Brief – Can you reproduce everything from the row containing "Please place a point on the number" down to the last of the rows below, requests included, shifting each number in the answer coordinates by -26 and leaving the requests and their sample coordinates unchanged?

Stored items:
━━━

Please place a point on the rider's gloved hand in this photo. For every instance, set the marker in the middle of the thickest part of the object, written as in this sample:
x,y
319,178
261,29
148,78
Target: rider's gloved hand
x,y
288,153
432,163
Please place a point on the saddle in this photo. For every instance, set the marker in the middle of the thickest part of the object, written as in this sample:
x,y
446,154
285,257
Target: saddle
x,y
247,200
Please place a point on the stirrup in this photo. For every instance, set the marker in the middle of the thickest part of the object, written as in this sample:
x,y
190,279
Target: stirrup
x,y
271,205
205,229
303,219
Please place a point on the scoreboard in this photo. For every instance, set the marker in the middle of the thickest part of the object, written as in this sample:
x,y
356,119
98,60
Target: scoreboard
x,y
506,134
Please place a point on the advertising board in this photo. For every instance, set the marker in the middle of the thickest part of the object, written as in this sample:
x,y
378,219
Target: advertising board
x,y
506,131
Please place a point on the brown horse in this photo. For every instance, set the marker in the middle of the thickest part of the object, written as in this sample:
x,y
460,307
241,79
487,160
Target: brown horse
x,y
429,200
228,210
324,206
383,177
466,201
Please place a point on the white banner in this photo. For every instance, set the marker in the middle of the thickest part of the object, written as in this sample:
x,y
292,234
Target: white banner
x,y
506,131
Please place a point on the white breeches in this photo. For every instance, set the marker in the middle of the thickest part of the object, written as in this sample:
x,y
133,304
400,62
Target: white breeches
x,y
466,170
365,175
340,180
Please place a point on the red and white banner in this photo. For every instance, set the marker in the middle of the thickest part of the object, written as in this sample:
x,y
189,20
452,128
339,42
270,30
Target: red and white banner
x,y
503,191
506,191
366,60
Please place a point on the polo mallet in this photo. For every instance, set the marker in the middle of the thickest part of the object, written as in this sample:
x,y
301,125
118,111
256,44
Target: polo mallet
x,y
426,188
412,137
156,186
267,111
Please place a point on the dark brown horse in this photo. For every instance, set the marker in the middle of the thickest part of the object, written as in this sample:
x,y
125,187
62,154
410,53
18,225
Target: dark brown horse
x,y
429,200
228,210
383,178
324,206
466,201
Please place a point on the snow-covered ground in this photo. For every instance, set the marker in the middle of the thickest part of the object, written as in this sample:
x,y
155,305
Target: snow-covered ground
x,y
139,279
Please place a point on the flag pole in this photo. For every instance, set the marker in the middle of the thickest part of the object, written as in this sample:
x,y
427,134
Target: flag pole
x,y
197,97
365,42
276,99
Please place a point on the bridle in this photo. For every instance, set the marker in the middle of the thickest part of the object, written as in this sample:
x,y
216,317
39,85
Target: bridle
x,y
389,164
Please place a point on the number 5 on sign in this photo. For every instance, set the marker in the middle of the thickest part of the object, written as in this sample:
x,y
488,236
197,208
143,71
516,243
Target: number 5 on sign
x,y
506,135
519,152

━━━

Written response –
Please place a point on the number 5 on sign in this photo. For every instance, set the marker in the middle of the thickest part of the object, written as in this sample:
x,y
488,236
197,208
143,71
516,243
Target: number 5 on sign
x,y
480,109
493,126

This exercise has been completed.